▸ What you will do
State, as a bare number, how many lines below contain "leaf".

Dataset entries
┌────────
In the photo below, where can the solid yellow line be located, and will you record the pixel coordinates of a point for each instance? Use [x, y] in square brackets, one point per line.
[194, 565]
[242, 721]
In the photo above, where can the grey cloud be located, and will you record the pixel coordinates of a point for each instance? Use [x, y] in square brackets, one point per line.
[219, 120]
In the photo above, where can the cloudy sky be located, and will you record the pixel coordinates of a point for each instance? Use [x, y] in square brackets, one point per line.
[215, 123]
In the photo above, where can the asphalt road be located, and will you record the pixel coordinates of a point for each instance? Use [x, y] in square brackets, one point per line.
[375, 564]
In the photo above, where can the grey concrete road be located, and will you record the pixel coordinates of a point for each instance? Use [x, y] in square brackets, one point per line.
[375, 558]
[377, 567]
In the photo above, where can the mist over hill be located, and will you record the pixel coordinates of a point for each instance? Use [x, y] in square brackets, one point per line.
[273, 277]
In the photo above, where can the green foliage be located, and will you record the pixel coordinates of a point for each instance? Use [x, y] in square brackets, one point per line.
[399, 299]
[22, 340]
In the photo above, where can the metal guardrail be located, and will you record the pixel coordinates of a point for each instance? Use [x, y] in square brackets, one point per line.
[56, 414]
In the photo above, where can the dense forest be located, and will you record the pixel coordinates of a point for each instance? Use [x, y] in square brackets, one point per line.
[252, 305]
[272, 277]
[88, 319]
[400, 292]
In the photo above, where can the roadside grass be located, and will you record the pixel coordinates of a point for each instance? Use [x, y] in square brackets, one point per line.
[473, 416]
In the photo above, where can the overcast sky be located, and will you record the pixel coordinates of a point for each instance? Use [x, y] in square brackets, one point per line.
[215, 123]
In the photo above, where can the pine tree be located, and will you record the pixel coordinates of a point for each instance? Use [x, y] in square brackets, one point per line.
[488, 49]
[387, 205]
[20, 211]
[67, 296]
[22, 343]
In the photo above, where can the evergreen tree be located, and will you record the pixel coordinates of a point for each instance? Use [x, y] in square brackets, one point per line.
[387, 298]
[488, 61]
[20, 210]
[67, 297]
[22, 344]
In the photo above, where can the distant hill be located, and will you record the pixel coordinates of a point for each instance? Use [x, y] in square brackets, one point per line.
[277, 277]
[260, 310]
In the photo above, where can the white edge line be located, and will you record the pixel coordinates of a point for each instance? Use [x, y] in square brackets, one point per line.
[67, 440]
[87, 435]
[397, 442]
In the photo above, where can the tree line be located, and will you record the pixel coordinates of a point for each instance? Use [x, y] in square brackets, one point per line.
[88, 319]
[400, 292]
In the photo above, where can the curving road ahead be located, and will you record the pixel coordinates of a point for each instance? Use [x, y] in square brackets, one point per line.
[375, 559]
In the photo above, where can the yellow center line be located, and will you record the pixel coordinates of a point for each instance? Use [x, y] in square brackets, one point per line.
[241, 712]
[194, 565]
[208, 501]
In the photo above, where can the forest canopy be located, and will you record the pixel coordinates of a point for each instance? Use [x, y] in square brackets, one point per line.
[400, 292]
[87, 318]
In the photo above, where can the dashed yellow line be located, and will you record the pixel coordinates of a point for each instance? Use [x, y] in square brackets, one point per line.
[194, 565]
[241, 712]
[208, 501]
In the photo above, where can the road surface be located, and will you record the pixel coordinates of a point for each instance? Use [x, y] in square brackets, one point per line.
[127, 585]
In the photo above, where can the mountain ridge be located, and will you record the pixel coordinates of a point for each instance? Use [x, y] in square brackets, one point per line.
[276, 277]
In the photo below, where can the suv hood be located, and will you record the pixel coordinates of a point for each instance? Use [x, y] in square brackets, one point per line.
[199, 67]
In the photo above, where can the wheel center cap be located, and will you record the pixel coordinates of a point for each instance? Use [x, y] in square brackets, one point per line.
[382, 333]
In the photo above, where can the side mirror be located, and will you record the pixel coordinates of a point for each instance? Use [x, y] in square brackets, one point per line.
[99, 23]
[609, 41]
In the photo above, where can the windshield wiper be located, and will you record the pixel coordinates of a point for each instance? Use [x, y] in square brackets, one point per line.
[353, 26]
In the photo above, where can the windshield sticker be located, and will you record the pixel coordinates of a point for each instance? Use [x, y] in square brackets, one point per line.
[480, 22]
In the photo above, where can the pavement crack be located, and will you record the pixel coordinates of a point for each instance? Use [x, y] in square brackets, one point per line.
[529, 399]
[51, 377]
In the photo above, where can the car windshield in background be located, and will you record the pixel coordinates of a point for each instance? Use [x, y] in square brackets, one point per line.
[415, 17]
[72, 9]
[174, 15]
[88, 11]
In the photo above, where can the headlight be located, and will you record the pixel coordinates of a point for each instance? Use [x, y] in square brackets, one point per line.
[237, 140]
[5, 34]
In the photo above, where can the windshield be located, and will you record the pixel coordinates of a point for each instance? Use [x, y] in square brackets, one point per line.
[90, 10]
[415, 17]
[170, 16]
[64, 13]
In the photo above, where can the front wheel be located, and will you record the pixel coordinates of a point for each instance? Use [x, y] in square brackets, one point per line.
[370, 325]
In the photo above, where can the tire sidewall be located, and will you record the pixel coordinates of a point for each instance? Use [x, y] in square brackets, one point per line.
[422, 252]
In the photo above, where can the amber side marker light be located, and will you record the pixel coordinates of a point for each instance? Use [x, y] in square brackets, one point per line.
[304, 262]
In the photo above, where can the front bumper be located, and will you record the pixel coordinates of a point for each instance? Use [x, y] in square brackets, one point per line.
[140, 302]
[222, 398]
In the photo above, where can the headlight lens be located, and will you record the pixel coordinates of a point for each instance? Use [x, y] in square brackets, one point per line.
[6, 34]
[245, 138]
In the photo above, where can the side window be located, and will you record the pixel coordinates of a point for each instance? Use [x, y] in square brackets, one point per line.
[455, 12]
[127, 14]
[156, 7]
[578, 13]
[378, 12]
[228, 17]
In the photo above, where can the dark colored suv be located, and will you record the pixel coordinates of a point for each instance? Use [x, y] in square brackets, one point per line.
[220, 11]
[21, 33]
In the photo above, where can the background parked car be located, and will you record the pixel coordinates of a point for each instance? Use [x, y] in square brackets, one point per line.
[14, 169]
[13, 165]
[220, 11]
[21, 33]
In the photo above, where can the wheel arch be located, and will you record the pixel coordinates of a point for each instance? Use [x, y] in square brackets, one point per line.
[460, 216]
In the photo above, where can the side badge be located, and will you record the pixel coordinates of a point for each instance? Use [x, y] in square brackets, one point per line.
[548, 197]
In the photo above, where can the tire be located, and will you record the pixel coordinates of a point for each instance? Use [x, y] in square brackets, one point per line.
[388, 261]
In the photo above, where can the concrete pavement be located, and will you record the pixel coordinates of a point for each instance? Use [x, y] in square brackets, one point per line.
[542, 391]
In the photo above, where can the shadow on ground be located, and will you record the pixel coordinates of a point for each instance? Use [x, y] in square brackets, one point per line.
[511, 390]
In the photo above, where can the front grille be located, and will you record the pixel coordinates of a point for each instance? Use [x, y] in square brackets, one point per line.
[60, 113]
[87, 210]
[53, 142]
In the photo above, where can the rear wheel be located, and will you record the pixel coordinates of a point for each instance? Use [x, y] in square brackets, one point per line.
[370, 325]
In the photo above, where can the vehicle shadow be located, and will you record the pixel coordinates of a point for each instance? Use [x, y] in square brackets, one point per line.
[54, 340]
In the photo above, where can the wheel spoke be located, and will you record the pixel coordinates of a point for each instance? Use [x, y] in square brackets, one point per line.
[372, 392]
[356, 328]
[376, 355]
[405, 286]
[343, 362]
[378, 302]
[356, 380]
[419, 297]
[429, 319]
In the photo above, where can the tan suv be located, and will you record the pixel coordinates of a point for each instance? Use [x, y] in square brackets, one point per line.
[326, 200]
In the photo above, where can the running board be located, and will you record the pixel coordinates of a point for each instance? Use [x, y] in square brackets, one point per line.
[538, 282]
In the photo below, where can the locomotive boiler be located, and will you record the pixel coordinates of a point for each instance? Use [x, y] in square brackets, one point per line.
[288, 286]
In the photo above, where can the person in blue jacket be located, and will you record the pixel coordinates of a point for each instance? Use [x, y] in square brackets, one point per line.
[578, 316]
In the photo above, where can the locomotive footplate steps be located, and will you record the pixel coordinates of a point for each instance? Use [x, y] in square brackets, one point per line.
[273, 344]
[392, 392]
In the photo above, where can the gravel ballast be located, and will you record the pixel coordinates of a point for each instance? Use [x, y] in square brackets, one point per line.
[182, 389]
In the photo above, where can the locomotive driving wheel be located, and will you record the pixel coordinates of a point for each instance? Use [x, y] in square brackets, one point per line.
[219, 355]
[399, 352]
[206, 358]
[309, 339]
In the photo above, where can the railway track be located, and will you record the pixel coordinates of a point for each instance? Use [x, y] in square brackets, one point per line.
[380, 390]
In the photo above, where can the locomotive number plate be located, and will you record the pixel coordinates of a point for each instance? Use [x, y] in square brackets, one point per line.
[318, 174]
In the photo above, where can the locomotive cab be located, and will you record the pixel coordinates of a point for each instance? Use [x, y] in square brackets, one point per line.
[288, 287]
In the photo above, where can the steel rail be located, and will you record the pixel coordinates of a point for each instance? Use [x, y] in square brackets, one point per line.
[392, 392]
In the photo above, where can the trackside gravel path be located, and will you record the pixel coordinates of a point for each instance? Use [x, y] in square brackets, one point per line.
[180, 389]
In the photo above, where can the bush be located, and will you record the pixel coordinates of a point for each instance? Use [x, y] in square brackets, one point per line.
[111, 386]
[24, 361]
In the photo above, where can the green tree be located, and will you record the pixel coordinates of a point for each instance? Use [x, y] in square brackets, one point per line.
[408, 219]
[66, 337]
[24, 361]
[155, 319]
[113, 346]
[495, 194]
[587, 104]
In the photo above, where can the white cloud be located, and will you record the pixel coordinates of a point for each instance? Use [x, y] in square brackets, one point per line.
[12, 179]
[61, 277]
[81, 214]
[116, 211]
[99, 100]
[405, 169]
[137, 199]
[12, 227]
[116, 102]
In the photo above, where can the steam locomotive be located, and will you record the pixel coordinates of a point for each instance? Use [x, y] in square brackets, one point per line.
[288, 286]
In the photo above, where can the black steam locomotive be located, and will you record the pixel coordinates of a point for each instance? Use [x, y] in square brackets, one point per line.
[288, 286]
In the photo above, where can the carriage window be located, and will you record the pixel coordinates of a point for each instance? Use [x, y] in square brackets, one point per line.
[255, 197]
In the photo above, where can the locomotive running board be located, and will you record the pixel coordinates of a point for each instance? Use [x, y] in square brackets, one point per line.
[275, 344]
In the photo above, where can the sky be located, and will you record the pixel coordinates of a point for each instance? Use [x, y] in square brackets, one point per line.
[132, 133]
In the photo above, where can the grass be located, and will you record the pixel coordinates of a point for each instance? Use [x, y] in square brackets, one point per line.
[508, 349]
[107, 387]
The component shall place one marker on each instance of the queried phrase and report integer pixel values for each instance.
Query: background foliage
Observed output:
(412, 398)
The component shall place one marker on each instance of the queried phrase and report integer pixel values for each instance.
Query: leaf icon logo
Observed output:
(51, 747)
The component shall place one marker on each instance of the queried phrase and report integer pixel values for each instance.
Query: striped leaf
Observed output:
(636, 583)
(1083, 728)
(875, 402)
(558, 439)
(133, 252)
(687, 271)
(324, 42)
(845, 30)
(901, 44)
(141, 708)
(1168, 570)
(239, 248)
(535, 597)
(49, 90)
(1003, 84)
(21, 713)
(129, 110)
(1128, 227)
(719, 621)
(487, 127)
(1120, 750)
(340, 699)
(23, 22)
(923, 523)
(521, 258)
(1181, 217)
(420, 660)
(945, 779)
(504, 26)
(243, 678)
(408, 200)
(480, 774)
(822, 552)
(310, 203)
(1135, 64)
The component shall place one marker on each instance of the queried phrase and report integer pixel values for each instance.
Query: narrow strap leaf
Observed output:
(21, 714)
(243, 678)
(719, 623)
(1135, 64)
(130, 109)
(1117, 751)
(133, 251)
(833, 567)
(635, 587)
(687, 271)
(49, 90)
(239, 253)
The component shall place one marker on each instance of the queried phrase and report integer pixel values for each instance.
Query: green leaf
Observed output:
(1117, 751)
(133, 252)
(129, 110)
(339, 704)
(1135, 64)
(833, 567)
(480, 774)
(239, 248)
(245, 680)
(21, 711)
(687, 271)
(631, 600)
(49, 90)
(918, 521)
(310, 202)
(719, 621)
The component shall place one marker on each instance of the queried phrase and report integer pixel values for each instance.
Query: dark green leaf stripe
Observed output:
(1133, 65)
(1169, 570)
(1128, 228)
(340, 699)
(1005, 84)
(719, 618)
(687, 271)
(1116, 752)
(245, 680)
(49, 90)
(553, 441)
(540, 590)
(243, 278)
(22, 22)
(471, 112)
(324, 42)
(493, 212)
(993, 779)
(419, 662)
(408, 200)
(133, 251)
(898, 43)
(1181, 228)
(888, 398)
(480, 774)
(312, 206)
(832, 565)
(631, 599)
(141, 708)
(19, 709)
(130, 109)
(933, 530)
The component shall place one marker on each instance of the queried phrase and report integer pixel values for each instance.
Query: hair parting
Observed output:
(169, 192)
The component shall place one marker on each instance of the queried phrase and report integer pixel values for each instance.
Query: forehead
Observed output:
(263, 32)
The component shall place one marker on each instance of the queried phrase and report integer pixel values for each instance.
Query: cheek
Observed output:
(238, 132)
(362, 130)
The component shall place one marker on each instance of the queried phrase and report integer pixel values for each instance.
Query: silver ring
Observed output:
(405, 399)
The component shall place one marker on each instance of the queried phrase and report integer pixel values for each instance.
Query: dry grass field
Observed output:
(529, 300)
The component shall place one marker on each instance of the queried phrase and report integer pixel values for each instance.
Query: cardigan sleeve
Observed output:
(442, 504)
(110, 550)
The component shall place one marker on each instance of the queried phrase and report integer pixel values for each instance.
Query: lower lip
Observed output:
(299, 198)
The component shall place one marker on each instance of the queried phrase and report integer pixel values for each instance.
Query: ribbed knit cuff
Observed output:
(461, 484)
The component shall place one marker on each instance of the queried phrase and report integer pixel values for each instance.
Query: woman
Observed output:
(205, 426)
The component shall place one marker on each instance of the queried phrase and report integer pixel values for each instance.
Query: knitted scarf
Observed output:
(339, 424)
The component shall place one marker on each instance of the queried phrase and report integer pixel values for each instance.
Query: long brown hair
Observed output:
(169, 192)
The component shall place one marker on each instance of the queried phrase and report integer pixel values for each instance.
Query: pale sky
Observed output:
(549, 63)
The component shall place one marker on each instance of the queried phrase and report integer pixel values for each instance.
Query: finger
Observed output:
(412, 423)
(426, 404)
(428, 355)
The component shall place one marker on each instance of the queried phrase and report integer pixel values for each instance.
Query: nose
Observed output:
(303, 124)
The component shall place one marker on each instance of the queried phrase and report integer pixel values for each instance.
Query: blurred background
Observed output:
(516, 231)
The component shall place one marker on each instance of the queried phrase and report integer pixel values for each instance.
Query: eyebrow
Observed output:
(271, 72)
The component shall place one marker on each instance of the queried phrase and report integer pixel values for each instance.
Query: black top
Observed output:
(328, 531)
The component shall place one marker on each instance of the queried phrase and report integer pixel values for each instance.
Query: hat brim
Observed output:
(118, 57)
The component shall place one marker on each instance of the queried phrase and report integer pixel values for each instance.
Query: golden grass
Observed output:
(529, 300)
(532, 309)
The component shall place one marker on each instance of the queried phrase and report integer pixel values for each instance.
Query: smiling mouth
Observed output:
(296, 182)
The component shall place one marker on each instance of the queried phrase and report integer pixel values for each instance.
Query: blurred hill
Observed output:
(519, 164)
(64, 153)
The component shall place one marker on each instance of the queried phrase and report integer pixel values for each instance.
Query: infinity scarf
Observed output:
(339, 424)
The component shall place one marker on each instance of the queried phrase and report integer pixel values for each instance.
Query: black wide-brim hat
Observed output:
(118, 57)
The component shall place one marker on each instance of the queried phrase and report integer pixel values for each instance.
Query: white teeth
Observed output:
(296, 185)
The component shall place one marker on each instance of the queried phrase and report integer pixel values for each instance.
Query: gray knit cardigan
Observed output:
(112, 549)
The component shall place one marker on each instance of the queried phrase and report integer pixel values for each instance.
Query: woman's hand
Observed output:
└────────
▸ Response
5